A state-of-the-art tracking system for Alzheimer’s disease patients has been developed by the Science, Technology and Innovation Ministry. Now in its trial run, the programme aims to provide caregivers with an alternative method of monitoring their family members.
TWO Alzheimer’s disease (AD) patients made headlines this year when they went missing, forcing their worried family members to seek help from police and the public.
In March, Lee Kong Hon, 71, from Kelana Jaya, was nowhere to be found after visiting Kuala Lumpur Hospital (HKL) with family members.
Three months later, another AD patient, Yacob Carlos Abdullah, 68, from Shah Alam, was reported missing after being spotted at a bus stop in Section 13, near a hypermarket.
Data from the United Nations on the prevalence of AD over a projected population of more than 30 million Malaysians in 2030 , indicates that an estimated 261,000 or more are expected to have AD.
From this figure, more than 60 per cent of AD patients wander off on their own.

■ ■ ■ ■ ■

Exercise - Copy out the passage on the Alzheimer's tracking system word for word, in full.

■ ■ ■ ■ ■

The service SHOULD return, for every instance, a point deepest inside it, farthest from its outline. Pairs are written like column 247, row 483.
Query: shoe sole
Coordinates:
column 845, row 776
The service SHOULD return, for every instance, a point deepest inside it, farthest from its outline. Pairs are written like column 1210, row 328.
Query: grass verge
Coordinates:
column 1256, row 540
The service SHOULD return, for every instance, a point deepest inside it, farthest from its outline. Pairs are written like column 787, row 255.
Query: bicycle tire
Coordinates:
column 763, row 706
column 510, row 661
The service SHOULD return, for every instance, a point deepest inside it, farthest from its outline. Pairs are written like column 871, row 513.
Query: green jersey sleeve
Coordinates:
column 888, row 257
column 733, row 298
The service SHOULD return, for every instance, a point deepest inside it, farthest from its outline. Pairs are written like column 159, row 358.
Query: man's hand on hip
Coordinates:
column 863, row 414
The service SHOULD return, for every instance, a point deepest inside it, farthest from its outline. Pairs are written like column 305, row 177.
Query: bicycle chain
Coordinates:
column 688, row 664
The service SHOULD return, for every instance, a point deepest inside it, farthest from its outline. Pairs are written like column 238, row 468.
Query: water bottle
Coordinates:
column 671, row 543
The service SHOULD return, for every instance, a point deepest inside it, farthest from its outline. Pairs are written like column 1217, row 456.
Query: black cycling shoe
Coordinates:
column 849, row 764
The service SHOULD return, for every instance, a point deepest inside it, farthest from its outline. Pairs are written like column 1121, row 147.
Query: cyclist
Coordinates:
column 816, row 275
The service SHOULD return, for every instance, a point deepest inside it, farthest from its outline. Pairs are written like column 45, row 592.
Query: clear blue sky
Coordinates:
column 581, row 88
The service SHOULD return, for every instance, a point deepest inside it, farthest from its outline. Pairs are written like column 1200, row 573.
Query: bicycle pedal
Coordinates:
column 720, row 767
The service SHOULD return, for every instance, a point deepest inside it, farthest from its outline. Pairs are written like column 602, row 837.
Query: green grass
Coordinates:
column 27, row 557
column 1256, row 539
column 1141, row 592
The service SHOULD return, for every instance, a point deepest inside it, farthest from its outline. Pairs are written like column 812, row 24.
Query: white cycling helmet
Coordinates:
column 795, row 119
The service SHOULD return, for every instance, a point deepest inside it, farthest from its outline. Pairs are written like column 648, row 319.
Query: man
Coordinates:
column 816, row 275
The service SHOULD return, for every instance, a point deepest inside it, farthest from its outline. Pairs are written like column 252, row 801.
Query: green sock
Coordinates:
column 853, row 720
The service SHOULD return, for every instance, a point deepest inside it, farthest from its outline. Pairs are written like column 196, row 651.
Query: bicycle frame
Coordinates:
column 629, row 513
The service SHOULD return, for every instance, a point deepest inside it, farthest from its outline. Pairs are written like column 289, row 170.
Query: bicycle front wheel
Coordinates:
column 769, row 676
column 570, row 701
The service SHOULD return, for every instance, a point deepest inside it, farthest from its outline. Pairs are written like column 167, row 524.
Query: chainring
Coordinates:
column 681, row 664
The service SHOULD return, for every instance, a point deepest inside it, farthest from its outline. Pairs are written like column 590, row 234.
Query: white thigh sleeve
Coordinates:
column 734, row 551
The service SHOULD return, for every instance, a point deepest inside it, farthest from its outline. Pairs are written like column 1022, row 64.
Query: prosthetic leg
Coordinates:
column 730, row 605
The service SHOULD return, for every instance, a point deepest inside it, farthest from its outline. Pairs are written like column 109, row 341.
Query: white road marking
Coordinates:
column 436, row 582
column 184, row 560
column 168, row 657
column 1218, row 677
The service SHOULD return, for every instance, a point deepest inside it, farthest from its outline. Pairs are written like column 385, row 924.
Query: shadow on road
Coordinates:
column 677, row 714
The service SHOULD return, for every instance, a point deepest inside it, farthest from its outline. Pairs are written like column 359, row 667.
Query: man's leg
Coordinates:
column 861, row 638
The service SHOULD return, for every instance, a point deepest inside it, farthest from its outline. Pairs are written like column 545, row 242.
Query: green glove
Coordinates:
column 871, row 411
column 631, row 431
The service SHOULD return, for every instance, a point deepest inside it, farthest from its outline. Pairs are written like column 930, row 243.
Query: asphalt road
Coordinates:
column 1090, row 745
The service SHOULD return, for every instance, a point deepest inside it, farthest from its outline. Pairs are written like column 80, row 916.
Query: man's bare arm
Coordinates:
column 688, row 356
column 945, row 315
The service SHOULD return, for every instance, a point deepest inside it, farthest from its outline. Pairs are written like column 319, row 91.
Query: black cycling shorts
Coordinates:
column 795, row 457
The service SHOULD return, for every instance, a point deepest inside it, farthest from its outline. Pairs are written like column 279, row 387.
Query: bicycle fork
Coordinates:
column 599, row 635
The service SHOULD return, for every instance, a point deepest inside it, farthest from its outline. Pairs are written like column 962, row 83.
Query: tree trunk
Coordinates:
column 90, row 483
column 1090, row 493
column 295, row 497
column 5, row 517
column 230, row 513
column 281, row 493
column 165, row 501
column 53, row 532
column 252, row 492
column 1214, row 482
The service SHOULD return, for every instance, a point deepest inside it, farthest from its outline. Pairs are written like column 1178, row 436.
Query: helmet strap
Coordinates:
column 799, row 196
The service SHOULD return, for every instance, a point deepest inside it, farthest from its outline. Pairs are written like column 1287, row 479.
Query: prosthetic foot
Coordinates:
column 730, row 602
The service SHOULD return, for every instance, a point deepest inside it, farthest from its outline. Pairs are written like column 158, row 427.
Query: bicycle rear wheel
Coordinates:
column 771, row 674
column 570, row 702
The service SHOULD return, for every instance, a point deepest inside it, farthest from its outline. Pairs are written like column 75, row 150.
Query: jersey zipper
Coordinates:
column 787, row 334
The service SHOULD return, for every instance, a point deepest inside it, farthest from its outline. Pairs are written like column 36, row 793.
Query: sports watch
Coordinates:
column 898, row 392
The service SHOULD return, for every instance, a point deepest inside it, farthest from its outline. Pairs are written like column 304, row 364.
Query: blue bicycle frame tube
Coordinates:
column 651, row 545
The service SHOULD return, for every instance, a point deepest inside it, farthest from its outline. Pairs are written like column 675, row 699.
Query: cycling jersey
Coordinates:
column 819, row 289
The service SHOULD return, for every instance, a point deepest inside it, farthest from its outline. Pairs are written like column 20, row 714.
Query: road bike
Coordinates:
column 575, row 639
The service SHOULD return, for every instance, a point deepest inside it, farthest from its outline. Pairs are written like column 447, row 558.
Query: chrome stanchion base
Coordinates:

■ ■ ■ ■ ■

Response to this task -
A state-of-the-art tracking system for Alzheimer’s disease patients has been developed by the Science, Technology and Innovation Ministry. Now in its trial run, the programme aims to provide caregivers with an alternative method of monitoring their family members.
TWO Alzheimer’s disease (AD) patients made headlines this year when they went missing, forcing their worried family members to seek help from police and the public.
In March, Lee Kong Hon, 71, from Kelana Jaya, was nowhere to be found after visiting Kuala Lumpur Hospital (HKL) with family members.
Three months later, another AD patient, Yacob Carlos Abdullah, 68, from Shah Alam, was reported missing after being spotted at a bus stop in Section 13, near a hypermarket.
Data from the United Nations on the prevalence of AD over a projected population of more than 30 million Malaysians in 2030 , indicates that an estimated 261,000 or more are expected to have AD.
From this figure, more than 60 per cent of AD patients wander off on their own.